* [KUTIPAN SUMBER]:
Genjot Bisnis Kopi Gayo, Gubernur Aceh Promosi Hingga Turki
Gubernur Aceh, Irwandi Yusuf, mempromosikan kopi gayo pada Istanbul Coffee Festival (ICF) dan Istanbul-Aceh Business Investment Forum di Istanbul, Turki, 21-24 September 2017. Hal tersebut dilakukan untuk mengembangkan kopi jenis arabika yang ditanam di Kabupaten Aceh Tengah dan Bener Meriah tersebut.
Sebab, kata Kepala Biro Humas dan Protokol Aceh, Mulyadi Nurdin, ICF yang digelar di Kucukciftlik Park, Istanbul, merupakan forum pertemuan para pengusaha dan produsen kopi internasional. Di situ, turut mempertemukan pembeli potensial, penjual, dan rekan bisnis.
"Lokasi Istanbul yang merupakan pintu masuk utama ke pasar Turki untuk kegiatan internasional, letaknya yang stategis dan merupakan hub perdagangan ke wilayah Eropa, Timur Tengah, dan Afrika. Sehingga, produk kopi dari Aceh bisa masuk wilayah tersebut," katanya di Aceh, Senin (9/10/2017).

* [PETUNJUK TUGAS]:
Lanjutkan artikel tentang promosi kopi gayo di Turki, dimulai setelah kalimat terakhirnya.

[Cuplikan set data berlabel kotak]
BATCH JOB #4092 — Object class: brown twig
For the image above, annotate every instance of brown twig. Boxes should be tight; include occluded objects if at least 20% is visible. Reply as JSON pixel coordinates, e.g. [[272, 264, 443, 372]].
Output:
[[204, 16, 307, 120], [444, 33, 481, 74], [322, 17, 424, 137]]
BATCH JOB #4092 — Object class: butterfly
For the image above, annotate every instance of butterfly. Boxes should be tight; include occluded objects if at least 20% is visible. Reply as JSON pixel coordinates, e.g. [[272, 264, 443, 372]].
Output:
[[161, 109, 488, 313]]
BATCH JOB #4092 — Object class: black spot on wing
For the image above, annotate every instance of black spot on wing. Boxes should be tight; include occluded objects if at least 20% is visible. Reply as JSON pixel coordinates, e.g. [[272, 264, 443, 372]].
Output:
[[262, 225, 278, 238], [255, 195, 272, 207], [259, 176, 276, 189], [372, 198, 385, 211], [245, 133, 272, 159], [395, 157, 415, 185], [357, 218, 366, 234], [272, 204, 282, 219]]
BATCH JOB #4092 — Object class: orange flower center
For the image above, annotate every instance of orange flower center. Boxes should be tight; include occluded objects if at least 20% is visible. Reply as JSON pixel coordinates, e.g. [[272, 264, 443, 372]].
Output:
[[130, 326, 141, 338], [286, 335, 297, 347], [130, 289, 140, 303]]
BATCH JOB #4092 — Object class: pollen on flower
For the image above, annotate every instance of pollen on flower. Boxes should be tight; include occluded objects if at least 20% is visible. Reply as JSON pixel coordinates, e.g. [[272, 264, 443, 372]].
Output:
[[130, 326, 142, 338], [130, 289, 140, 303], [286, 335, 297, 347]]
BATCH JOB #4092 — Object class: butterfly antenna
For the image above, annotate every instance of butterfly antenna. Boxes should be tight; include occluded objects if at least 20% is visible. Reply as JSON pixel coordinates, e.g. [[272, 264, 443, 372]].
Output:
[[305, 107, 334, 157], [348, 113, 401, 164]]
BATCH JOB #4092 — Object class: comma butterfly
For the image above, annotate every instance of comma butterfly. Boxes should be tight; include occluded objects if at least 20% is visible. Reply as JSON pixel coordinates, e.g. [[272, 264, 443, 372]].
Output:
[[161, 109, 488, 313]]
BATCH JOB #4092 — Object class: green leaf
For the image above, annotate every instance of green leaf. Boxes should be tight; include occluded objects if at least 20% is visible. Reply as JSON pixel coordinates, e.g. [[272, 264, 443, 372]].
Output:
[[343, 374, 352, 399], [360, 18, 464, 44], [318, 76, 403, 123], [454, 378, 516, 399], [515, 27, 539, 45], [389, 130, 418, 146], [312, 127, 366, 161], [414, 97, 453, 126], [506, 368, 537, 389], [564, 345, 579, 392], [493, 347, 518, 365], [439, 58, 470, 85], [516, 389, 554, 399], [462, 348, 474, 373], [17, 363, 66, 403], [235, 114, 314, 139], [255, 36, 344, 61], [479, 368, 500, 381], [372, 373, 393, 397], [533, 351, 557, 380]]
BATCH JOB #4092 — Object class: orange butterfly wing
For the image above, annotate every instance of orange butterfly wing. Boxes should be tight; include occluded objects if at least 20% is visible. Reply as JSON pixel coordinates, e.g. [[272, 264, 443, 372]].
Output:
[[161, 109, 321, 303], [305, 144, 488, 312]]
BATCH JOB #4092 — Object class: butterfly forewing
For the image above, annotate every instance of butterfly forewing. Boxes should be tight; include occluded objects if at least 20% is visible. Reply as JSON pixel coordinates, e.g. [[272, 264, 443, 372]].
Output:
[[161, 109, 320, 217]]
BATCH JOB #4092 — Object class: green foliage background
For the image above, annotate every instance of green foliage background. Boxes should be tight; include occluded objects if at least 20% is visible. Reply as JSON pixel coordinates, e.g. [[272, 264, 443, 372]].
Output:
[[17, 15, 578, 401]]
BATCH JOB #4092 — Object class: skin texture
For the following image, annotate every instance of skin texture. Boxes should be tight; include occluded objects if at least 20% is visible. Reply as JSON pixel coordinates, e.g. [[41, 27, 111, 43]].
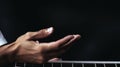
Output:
[[0, 27, 80, 65]]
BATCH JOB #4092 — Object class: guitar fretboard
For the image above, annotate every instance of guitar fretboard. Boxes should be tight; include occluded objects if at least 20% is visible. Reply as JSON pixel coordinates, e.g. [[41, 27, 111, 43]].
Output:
[[14, 61, 120, 67]]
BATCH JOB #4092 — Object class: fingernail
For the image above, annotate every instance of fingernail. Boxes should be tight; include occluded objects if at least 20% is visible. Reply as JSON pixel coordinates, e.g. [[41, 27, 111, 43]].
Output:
[[47, 27, 53, 33]]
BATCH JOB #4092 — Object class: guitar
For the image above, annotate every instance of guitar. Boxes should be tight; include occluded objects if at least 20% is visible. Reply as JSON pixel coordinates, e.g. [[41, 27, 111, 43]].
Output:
[[14, 61, 120, 67]]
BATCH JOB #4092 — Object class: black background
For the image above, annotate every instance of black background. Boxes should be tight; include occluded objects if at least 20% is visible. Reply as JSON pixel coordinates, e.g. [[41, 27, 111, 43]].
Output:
[[0, 0, 120, 60]]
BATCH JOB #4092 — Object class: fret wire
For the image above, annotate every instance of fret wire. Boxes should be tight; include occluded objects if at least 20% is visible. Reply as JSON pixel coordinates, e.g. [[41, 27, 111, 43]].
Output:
[[82, 63, 84, 67], [115, 64, 117, 67], [103, 64, 106, 67]]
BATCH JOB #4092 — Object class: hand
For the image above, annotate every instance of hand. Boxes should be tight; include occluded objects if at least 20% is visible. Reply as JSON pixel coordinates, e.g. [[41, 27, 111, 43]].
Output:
[[9, 27, 80, 63]]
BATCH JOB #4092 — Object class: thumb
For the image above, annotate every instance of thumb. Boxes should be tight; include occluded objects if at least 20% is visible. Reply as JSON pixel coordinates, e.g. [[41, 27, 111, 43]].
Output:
[[26, 27, 53, 40]]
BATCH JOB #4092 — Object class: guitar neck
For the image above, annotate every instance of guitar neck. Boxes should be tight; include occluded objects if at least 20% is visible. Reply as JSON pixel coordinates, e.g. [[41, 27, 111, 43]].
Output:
[[15, 61, 120, 67]]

* [JAWABAN]:
Strategis ICF juga tercermin dari transaksi impor kopi di Turki sebesar US$130,5 juta per tahun dan penghasilan US$10.500 per kapita. "Sangat berpotensi untuk meningkatkan transaksi impor dari Aceh sebagai penghasil kopi Arabika terbesar di Indonesia," katanya.
Di sela acara, Pemerintah Provinsi (Pemprov) Aceh yang dimotori Dinas Penanaman Modal dan Pelayanan Terpadu Satu Pintu (DPMTSP) bersama pengusaha kopi gayo membuka booth pameran serta memperkenalkan green bean cofffee arabica, tester kopi, dan lainnya. Difasilitasi Hemin Hetay Group, DPMTSP bersama pengusaha Turki pun mengadakan pertemuan Istanbul-Aceh Business Investment Forum di Hotel Hilton Boshporus.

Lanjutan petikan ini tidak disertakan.